TASK DESCRIPTION:
Please copy out the listing below from its very beginning down to the line containing "[83,366,536,662]", including that line.

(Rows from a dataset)
::::::

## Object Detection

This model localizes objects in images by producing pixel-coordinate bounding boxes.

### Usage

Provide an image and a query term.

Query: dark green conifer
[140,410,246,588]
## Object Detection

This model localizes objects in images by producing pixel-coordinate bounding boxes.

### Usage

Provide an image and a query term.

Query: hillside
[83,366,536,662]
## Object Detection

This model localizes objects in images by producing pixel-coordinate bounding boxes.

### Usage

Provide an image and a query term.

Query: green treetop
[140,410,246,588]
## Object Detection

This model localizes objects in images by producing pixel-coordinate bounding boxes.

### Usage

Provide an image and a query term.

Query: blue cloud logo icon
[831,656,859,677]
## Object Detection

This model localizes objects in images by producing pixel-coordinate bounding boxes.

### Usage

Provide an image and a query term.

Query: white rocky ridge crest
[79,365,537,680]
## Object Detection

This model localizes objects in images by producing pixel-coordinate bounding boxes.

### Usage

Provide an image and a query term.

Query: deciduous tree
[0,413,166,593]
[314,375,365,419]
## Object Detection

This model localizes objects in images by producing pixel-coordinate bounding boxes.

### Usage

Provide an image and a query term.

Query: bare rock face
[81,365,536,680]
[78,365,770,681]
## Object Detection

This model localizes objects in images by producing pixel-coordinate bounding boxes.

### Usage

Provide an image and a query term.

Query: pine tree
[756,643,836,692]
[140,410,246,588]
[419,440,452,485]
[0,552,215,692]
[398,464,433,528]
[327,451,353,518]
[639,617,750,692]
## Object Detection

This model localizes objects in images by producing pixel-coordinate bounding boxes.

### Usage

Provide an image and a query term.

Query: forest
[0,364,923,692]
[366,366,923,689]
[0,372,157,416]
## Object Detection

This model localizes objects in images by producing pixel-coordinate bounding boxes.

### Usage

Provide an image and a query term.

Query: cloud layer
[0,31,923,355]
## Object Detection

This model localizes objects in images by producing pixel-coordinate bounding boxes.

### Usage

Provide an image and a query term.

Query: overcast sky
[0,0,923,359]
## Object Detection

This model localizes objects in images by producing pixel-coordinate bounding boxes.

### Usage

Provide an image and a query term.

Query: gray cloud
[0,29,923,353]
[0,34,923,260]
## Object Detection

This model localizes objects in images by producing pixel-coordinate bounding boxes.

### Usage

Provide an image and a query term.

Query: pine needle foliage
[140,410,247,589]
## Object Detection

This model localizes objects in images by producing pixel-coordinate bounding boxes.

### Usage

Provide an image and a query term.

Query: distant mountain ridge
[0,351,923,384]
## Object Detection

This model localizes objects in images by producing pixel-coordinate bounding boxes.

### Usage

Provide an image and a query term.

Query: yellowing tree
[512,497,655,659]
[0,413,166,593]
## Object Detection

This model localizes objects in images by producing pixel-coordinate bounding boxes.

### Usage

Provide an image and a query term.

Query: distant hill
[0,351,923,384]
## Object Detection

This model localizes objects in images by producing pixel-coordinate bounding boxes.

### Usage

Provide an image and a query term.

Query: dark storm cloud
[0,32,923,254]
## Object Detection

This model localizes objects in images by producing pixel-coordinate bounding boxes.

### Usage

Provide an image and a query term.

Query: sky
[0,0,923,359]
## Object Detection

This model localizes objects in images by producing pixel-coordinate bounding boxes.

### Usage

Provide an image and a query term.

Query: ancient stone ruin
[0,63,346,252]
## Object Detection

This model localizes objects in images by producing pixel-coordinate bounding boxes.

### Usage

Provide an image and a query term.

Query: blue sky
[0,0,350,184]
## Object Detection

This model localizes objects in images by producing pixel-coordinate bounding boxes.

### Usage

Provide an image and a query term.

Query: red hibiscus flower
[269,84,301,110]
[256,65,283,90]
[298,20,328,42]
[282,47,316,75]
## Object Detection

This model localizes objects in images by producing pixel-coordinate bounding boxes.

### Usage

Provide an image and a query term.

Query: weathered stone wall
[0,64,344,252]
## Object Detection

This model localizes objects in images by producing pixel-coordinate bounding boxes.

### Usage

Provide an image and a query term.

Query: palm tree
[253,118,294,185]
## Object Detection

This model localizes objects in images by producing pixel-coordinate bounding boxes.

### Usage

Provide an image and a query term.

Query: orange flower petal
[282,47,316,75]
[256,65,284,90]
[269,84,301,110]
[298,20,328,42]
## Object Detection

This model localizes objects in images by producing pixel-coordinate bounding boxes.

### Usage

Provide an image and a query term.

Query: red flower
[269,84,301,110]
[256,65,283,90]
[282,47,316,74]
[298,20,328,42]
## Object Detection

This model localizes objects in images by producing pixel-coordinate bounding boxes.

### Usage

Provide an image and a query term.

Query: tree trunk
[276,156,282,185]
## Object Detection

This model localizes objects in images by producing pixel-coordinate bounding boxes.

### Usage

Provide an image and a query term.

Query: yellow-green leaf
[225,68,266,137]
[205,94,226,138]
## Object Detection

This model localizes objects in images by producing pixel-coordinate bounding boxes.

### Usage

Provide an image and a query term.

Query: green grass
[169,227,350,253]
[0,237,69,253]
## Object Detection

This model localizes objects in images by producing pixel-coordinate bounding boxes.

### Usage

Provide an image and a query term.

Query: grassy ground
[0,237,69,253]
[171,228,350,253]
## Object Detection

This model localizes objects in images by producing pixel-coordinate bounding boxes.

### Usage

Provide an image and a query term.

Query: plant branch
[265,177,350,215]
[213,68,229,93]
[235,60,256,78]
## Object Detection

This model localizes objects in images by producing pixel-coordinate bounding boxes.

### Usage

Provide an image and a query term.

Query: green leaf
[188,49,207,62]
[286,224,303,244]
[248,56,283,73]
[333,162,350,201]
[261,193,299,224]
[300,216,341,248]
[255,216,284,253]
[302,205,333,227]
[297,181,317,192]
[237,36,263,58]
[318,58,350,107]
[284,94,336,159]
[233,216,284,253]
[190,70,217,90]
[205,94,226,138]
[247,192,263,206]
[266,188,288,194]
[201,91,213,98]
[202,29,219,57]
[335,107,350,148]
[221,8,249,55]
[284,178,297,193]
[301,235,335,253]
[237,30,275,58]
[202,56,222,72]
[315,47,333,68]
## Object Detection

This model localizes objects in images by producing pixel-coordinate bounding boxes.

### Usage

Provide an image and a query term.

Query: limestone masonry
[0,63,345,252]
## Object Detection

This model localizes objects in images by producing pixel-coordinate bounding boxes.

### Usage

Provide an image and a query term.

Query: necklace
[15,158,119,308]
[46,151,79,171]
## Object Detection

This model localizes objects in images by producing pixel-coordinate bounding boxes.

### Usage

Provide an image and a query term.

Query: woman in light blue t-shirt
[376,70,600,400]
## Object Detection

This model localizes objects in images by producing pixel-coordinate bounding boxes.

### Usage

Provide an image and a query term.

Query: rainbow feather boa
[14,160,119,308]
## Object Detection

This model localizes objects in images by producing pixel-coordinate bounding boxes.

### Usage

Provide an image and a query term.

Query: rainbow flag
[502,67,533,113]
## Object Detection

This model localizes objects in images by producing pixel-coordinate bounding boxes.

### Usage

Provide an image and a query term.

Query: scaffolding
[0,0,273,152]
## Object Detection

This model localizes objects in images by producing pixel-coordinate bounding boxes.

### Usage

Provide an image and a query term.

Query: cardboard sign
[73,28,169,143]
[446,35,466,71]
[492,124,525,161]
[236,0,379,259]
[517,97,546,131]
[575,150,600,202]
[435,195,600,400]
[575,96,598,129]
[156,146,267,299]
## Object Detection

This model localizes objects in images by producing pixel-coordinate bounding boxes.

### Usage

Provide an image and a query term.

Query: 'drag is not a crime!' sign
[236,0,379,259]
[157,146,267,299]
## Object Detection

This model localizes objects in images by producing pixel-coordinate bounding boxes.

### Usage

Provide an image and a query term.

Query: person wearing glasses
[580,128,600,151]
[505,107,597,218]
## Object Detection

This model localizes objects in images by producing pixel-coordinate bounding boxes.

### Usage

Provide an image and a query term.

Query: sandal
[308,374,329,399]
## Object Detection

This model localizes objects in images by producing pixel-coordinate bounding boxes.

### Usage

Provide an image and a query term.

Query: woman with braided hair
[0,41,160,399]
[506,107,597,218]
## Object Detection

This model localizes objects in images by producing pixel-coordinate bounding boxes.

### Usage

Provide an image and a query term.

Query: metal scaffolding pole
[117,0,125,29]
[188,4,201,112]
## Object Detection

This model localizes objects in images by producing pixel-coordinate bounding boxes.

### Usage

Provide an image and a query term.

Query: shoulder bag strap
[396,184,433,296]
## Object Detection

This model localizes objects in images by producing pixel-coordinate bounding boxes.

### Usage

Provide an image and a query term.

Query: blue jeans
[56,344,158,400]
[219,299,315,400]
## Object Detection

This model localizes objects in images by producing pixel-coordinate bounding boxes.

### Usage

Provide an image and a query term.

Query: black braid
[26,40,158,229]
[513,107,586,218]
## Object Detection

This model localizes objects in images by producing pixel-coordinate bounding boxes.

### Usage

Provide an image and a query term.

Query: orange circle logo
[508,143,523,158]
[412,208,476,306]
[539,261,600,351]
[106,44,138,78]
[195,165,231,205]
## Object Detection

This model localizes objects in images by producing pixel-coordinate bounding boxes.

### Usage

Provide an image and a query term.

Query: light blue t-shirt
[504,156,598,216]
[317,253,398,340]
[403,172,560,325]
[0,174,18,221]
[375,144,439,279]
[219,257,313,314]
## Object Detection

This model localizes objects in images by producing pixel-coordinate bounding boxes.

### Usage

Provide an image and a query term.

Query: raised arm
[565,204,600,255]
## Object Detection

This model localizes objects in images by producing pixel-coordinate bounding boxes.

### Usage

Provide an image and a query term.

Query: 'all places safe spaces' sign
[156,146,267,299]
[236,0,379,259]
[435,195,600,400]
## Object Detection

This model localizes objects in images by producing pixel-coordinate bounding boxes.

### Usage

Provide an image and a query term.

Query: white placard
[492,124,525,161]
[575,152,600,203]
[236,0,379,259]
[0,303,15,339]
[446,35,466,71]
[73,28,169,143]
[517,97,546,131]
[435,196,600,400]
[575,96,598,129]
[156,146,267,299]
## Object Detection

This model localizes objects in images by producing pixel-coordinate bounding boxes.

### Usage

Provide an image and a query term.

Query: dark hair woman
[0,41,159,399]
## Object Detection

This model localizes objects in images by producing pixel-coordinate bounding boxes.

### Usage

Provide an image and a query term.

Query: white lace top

::::::

RESULT OF THIS EXERCISE:
## Object Detection

This model localizes objects in images by producing pixel-coordinate bounding boxes.

### Usage

Provide an image and a query term.

Query: dark green conifer
[140,410,246,588]
## Object Detection

This model localizes objects in images by producing pixel-coordinate bounding boxes.

### Usage

Provide an image and a query term.

Query: hillside
[83,366,536,662]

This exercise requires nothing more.